▸ **What is asked**:
An exact copy of every record is needed.

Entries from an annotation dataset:
━━━━━━━━
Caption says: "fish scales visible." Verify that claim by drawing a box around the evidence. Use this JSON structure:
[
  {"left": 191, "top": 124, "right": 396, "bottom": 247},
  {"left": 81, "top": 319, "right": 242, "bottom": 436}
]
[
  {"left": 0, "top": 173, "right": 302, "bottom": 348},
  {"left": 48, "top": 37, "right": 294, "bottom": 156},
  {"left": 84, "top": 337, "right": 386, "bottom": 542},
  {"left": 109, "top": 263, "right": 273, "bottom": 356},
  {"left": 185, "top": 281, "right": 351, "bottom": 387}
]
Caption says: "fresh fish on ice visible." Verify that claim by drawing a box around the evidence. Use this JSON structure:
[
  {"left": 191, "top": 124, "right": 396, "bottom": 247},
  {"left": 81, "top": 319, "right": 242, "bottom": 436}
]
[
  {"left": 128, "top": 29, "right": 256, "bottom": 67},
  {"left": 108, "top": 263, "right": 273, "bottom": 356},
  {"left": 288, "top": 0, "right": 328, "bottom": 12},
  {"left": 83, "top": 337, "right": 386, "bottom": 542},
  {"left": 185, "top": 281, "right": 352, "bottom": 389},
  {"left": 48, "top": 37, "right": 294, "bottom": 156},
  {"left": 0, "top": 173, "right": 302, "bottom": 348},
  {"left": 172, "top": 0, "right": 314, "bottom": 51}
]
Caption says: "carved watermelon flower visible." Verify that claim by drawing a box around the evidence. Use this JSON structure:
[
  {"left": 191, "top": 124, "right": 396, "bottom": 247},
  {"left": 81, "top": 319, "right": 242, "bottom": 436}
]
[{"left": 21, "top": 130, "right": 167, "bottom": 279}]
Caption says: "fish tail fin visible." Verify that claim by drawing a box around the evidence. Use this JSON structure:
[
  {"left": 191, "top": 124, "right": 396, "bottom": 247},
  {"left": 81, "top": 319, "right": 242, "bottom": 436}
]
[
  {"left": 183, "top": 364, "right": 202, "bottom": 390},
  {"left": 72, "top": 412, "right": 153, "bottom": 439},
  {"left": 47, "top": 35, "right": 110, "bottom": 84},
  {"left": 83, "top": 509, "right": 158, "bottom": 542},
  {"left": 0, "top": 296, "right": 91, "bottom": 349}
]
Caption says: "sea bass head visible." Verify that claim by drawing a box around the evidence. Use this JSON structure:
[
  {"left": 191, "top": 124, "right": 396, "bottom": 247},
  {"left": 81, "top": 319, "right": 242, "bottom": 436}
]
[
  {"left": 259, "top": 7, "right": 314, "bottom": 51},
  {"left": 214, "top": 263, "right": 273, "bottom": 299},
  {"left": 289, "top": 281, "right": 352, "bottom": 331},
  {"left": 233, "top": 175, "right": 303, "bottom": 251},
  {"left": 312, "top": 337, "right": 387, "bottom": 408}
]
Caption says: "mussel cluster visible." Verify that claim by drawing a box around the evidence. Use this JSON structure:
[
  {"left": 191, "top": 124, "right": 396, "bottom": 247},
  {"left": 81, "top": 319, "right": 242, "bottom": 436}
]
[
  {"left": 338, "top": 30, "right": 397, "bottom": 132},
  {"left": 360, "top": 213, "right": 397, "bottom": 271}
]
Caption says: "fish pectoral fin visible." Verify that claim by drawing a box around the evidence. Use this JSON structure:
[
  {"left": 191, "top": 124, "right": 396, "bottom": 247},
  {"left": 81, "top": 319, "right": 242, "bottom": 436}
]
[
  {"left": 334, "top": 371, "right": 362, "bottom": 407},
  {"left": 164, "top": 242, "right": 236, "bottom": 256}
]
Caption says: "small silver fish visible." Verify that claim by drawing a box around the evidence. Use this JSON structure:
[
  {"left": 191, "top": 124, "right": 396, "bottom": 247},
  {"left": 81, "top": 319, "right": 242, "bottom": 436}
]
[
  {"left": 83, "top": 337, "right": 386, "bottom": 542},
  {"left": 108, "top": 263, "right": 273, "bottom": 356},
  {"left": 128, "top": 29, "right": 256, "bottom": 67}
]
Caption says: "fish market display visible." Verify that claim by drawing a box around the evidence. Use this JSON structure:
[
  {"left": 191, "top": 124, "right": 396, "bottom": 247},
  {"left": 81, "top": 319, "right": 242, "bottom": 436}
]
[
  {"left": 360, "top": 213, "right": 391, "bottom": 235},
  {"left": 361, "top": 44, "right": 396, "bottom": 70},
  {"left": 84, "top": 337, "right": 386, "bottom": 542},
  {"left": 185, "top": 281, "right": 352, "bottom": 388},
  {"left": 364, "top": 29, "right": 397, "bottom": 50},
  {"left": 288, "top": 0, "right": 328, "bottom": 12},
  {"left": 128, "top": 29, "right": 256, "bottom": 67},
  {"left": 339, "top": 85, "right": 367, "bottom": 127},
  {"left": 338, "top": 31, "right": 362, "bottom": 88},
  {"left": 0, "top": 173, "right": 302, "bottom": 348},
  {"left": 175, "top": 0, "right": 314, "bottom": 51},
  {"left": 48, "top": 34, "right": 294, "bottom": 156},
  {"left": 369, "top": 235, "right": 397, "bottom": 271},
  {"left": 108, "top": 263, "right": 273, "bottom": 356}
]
━━━━━━━━
▸ **Final result**:
Caption says: "fish scales visible." Verify that claim by drawing a box around the evidence. Use this JSON structure:
[
  {"left": 191, "top": 124, "right": 396, "bottom": 247},
  {"left": 81, "top": 319, "right": 242, "bottom": 436}
]
[
  {"left": 0, "top": 173, "right": 302, "bottom": 348},
  {"left": 48, "top": 37, "right": 294, "bottom": 156},
  {"left": 84, "top": 337, "right": 386, "bottom": 542},
  {"left": 109, "top": 263, "right": 273, "bottom": 356},
  {"left": 185, "top": 281, "right": 351, "bottom": 387}
]
Caption says: "fresh fish on ice visible." Verify that claim by drawing a box around the evidence. Use this JSON structure:
[
  {"left": 191, "top": 124, "right": 396, "bottom": 247},
  {"left": 81, "top": 319, "right": 242, "bottom": 436}
]
[
  {"left": 128, "top": 29, "right": 256, "bottom": 67},
  {"left": 108, "top": 263, "right": 273, "bottom": 356},
  {"left": 288, "top": 0, "right": 328, "bottom": 12},
  {"left": 83, "top": 337, "right": 386, "bottom": 542},
  {"left": 185, "top": 281, "right": 352, "bottom": 389},
  {"left": 48, "top": 37, "right": 294, "bottom": 156},
  {"left": 0, "top": 173, "right": 302, "bottom": 348},
  {"left": 172, "top": 0, "right": 314, "bottom": 51}
]
Caption says: "carved watermelon flower visible." Verify that claim by drawing a box around the evidence. Use this JSON structure:
[
  {"left": 191, "top": 124, "right": 396, "bottom": 247},
  {"left": 81, "top": 319, "right": 242, "bottom": 436}
]
[{"left": 21, "top": 130, "right": 167, "bottom": 279}]
Caption says: "fish tail fin visible." Verify that claim by drawing a box around the evidence. Use this JSON structure:
[
  {"left": 191, "top": 124, "right": 396, "bottom": 247},
  {"left": 81, "top": 319, "right": 242, "bottom": 436}
]
[
  {"left": 183, "top": 364, "right": 202, "bottom": 390},
  {"left": 72, "top": 412, "right": 153, "bottom": 439},
  {"left": 47, "top": 35, "right": 110, "bottom": 84},
  {"left": 83, "top": 509, "right": 158, "bottom": 542},
  {"left": 0, "top": 296, "right": 91, "bottom": 349}
]
Caption says: "sea bass head visible." Verify that claim by drawing a box around the evidence. Use this JSON structure:
[
  {"left": 191, "top": 124, "right": 396, "bottom": 247},
  {"left": 81, "top": 319, "right": 242, "bottom": 436}
]
[
  {"left": 259, "top": 7, "right": 314, "bottom": 51},
  {"left": 214, "top": 263, "right": 273, "bottom": 299},
  {"left": 289, "top": 281, "right": 352, "bottom": 331},
  {"left": 233, "top": 175, "right": 303, "bottom": 251},
  {"left": 312, "top": 337, "right": 387, "bottom": 408}
]
Caption says: "mussel cluster visible." Verify that claim by drawing a box around the evidence. Use this JSON structure:
[
  {"left": 191, "top": 124, "right": 396, "bottom": 247},
  {"left": 81, "top": 319, "right": 242, "bottom": 436}
]
[
  {"left": 338, "top": 30, "right": 397, "bottom": 132},
  {"left": 360, "top": 213, "right": 397, "bottom": 271}
]
Caption says: "fish pectoral fin visible." Verify that claim by drawing a box around the evidence. Use this JSON structure:
[
  {"left": 191, "top": 124, "right": 396, "bottom": 247},
  {"left": 81, "top": 319, "right": 242, "bottom": 436}
]
[
  {"left": 334, "top": 371, "right": 362, "bottom": 407},
  {"left": 164, "top": 242, "right": 236, "bottom": 256}
]
Caption says: "small silver fish visible." Verify that claim by drawing a box around the evidence. Use this JSON structure:
[
  {"left": 191, "top": 124, "right": 396, "bottom": 247},
  {"left": 81, "top": 319, "right": 242, "bottom": 436}
]
[
  {"left": 83, "top": 337, "right": 386, "bottom": 542},
  {"left": 108, "top": 263, "right": 273, "bottom": 356},
  {"left": 128, "top": 29, "right": 256, "bottom": 67}
]
Caption says: "fish market display visible." Verify that claim by drawing a box around the evidence. Use this JSON structure:
[
  {"left": 191, "top": 124, "right": 396, "bottom": 247},
  {"left": 81, "top": 319, "right": 242, "bottom": 436}
]
[
  {"left": 360, "top": 213, "right": 391, "bottom": 235},
  {"left": 361, "top": 44, "right": 396, "bottom": 70},
  {"left": 84, "top": 337, "right": 386, "bottom": 542},
  {"left": 185, "top": 281, "right": 352, "bottom": 388},
  {"left": 364, "top": 29, "right": 397, "bottom": 50},
  {"left": 288, "top": 0, "right": 328, "bottom": 12},
  {"left": 128, "top": 29, "right": 256, "bottom": 67},
  {"left": 339, "top": 85, "right": 367, "bottom": 127},
  {"left": 338, "top": 31, "right": 362, "bottom": 88},
  {"left": 0, "top": 173, "right": 302, "bottom": 348},
  {"left": 175, "top": 0, "right": 314, "bottom": 51},
  {"left": 48, "top": 34, "right": 294, "bottom": 156},
  {"left": 369, "top": 235, "right": 397, "bottom": 271},
  {"left": 108, "top": 263, "right": 273, "bottom": 356}
]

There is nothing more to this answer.